Referring expression pointing data:
== Segment start ==
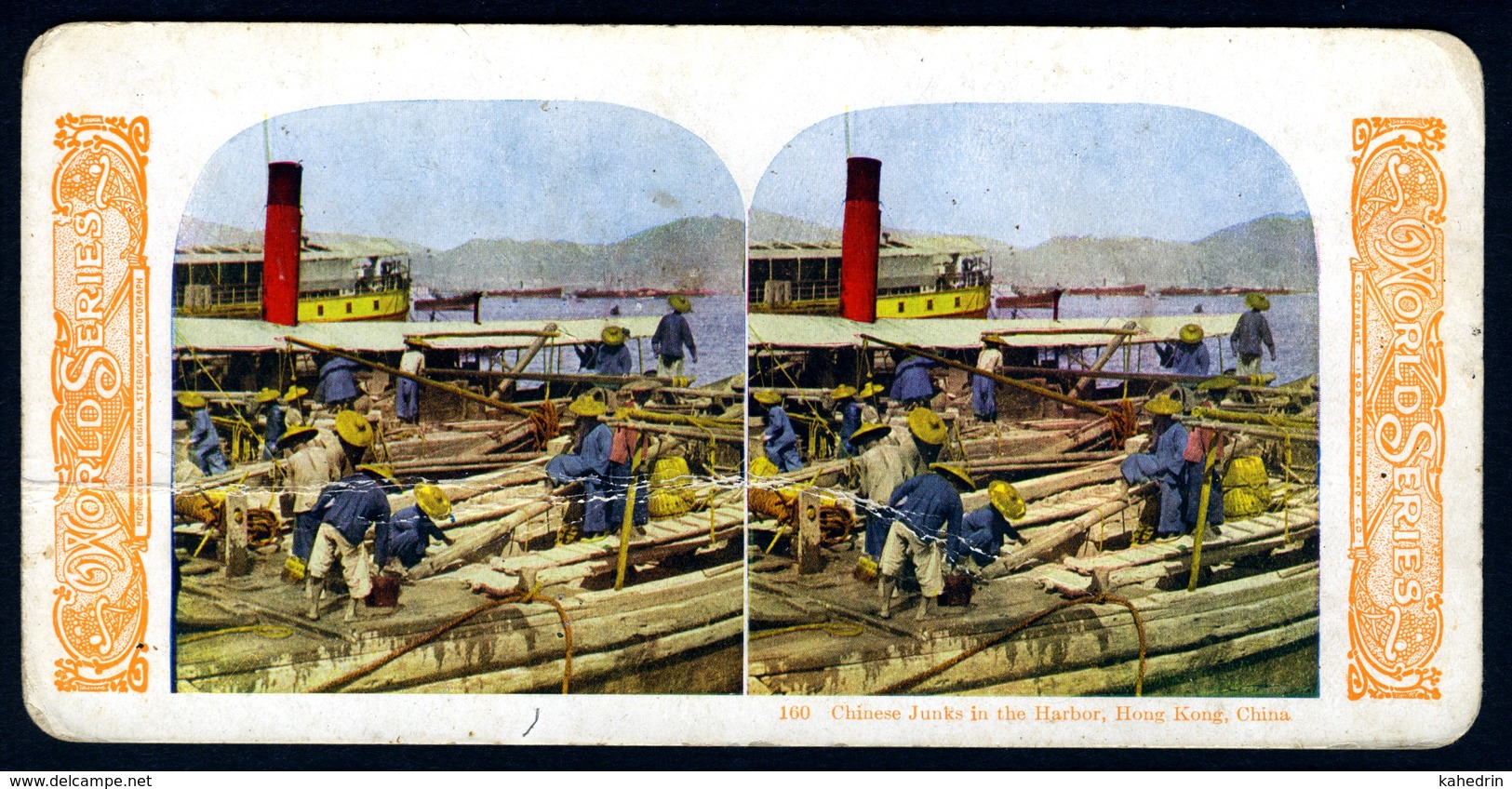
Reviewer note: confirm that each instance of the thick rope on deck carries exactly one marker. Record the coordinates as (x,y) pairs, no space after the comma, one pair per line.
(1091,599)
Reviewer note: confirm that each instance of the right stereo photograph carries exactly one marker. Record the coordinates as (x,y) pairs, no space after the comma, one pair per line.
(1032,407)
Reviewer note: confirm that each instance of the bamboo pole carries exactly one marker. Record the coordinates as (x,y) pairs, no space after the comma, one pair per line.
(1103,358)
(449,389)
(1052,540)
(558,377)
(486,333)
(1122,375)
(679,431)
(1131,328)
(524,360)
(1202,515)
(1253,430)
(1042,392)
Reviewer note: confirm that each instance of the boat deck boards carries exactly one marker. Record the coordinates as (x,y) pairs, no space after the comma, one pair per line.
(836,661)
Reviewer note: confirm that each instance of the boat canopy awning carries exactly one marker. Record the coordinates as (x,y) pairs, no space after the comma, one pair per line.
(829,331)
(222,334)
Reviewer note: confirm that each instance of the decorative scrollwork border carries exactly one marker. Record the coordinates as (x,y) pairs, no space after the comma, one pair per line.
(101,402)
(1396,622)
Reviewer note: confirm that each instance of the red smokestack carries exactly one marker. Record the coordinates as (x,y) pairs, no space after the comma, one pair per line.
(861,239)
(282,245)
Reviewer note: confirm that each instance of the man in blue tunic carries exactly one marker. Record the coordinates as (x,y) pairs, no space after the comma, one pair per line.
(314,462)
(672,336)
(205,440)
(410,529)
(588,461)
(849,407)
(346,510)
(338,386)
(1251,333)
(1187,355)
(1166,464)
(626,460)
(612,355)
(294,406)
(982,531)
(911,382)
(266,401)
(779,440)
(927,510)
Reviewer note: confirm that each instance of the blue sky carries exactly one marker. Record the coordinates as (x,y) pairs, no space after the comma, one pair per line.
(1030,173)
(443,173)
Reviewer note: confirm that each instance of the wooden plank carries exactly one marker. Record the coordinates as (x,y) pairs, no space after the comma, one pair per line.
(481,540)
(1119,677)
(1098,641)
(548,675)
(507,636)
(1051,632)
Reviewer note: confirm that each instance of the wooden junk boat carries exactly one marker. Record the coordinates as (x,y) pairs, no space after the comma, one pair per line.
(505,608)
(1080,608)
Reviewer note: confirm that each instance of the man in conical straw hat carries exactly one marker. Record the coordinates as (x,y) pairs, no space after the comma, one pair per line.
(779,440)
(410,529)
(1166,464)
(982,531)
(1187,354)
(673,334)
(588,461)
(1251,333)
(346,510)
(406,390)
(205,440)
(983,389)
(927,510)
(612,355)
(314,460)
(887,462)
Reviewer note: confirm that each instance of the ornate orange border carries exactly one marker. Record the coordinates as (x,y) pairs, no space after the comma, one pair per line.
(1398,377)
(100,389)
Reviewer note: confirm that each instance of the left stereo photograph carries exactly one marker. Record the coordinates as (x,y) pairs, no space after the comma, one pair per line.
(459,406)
== Segment end ==
» **PROMPT**: Leave the pictures out and reproduce all of the records exactly.

» **ANSWER TO THE PROBLEM**:
Reviewer note: confirm that each instance of the thick rope on deck carries exactly one marker. Record the coordinates as (x,y) pairs, no space after the comma, one pair per line.
(1091,599)
Reviewer note: confirm that each instance of the right stereo photograph carries exactly one marker. Record the coordinates as (x,y) pairs, no space after the comma, one pair per line.
(1032,407)
Reviewer note: confirm that each instance of the bamboo pole carries exactly one marker. Record the coordinates as (x,y) pairs, no space after the comma, one pair per line.
(1103,358)
(449,389)
(1052,540)
(558,377)
(486,333)
(1122,375)
(679,431)
(1131,328)
(524,360)
(1202,515)
(1253,430)
(1042,392)
Reviewer note: confirm that each instance of the boat deck boards carries exactly one marker. Record the coordinates as (x,y) pairs, no space after the comma, one pair per line.
(836,661)
Reviewer note: confirm that each instance of the boat canopy awning carries exactly one marker. Record the coordinates as (x,y) pairs, no space after the comma, one pair per line.
(829,331)
(222,334)
Reviewer note: confirm that each instance of the decorative scrollwork border carries exactly one marker. Record the coordinates as (x,y) pairs, no space after the comma, one pair per line.
(101,402)
(1396,622)
Reviewer note: confirm that each instance of the red smokestack carries exactly one marker. Record the coordinates as (x,y) pairs, no space after the comma, one pair per line.
(861,239)
(282,245)
Reviewer note: confirm that each instance of the man in blue tunic carries exactly one marker. Record the coordinates as (x,y) pairs, no space after the comma, one pair per line.
(314,462)
(672,336)
(205,440)
(410,529)
(588,461)
(849,407)
(346,510)
(338,386)
(1251,333)
(1187,355)
(1166,464)
(626,460)
(612,355)
(294,406)
(982,531)
(911,382)
(266,401)
(779,440)
(927,510)
Reviewer note: confirm that each instance of the blue sky carries exactly one marker. Record the coordinates as (x,y) pairs, no space after the comma, one pair per line.
(1030,173)
(443,173)
Reviewer note: confirm that each instance of the wooden plank carries exactly one marker. Record the coordinates as (x,y) pairs, no space after the comma, one pair per line.
(481,540)
(1119,677)
(1098,641)
(548,675)
(507,636)
(1051,632)
Reviewer note: confirm that each instance of the wooden junk boat carries exactly one marker. Record the coordinates as (x,y) pairs, no space after the comma, one pair per line.
(505,608)
(1080,608)
Reviewer note: confirm that each instance of the man in conical straw hat carries exactly one marker. Record the coordinates as (x,y) pairs, no space after the comma, one pair per line.
(779,440)
(410,529)
(1166,464)
(982,531)
(1187,354)
(673,334)
(588,461)
(1251,333)
(346,510)
(406,390)
(205,440)
(983,389)
(927,510)
(612,355)
(314,460)
(887,462)
Reviewer note: confirm that each instance of the ornate orange border carries exactly one marker. Record the coordinates as (x,y) pairs, no space after the comma, one pair per line.
(1398,377)
(100,389)
Reviewer note: confirm that each instance of the left stereo photograph carries exactly one marker. Record the coordinates as (x,y) pairs, no space after the comma, one pair per line.
(459,406)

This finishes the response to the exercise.